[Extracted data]
## BEGIN

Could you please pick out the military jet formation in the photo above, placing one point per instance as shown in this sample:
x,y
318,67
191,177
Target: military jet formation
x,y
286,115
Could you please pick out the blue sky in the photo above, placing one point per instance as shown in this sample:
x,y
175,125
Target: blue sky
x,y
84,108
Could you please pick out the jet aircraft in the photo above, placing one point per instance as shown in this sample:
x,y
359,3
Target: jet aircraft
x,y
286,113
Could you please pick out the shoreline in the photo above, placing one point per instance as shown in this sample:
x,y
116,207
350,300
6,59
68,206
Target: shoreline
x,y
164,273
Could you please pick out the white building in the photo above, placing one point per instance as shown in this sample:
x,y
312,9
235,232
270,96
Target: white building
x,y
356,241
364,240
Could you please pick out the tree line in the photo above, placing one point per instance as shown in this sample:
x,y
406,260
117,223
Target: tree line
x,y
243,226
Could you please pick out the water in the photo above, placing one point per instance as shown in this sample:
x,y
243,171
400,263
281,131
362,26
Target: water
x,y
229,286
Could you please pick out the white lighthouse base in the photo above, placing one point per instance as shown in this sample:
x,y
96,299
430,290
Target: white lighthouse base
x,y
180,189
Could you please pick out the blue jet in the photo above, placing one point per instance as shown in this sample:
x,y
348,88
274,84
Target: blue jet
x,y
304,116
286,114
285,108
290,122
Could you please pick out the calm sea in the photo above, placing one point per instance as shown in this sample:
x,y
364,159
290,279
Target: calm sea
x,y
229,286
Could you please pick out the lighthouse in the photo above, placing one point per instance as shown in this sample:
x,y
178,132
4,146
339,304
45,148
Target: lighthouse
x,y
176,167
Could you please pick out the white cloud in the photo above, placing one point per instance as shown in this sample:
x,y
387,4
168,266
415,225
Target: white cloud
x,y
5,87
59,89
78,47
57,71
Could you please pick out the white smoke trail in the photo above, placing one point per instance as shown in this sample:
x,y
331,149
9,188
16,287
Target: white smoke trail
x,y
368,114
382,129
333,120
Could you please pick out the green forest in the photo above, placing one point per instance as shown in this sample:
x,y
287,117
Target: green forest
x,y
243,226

## END

Rewrite the data above as a JSON list of strings, with one string for each line and blank lines left out.

[
  "Could you please pick out the military jet formation in the photo above, placing one point per instance as shown in this sample:",
  "x,y",
  "318,67",
  "191,177",
  "Target: military jet formation",
  "x,y",
  "286,115",
  "Could you please pick out the blue sky in the photo above, placing one point per instance as shown in this sample:",
  "x,y",
  "175,125",
  "Target: blue sky",
  "x,y",
  "84,108",
  "Could you please pick out the jet aircraft in the photo above, placing one point per instance as shown in this sample:",
  "x,y",
  "359,3",
  "Target: jet aircraft",
  "x,y",
  "286,113",
  "Could you please pick out the shoreline in the photo above, placing one point per instance as shown in this sample:",
  "x,y",
  "116,207",
  "350,300",
  "6,59",
  "68,206",
  "Target: shoreline",
  "x,y",
  "164,273",
  "Could you please pick out the white building in the photo above, placing one point per instance as shown in this sample:",
  "x,y",
  "312,9",
  "235,232",
  "270,96",
  "Target: white building",
  "x,y",
  "356,241",
  "364,240",
  "Could you please pick out the tree line in the photo above, placing one point per instance as shown in this sample:",
  "x,y",
  "406,260",
  "117,223",
  "Target: tree line",
  "x,y",
  "243,226",
  "Could you please pick out the water in the photo above, placing one point per instance as shown in this sample:",
  "x,y",
  "243,171",
  "400,263",
  "281,131",
  "362,26",
  "Target: water",
  "x,y",
  "229,286",
  "Could you please pick out the white lighthouse base in the photo above, placing one point per instance as shown in this sample:",
  "x,y",
  "96,299",
  "430,290",
  "Target: white lighthouse base",
  "x,y",
  "180,189",
  "Could you please pick out the blue jet in the photo above, placing one point per instance as shown in this sample:",
  "x,y",
  "348,88",
  "274,84",
  "Target: blue jet",
  "x,y",
  "304,116",
  "286,114",
  "285,108",
  "290,122",
  "Could you please pick out the calm sea in the photo above, placing one point per instance as shown in this sample:",
  "x,y",
  "364,159",
  "290,279",
  "Target: calm sea",
  "x,y",
  "229,286",
  "Could you please pick out the lighthouse in the photo above, placing one point per instance as shown in this sample:",
  "x,y",
  "178,132",
  "4,146",
  "339,304",
  "45,148",
  "Target: lighthouse",
  "x,y",
  "176,167",
  "Could you please pick out the white cloud in the photo above, placing one point per instance as shown in this sample:",
  "x,y",
  "387,4",
  "168,266",
  "415,225",
  "Target: white cloud",
  "x,y",
  "5,87",
  "59,89",
  "78,47",
  "57,71",
  "Could you please pick out the white smoke trail in the photo above, placing one point per instance as shown in this sample:",
  "x,y",
  "331,149",
  "9,188",
  "16,287",
  "Target: white smoke trail",
  "x,y",
  "368,114",
  "382,129",
  "333,120",
  "Could you please pick out the green forest in the photo above, placing one point per instance as shown in this sample:",
  "x,y",
  "287,117",
  "Target: green forest",
  "x,y",
  "243,226"
]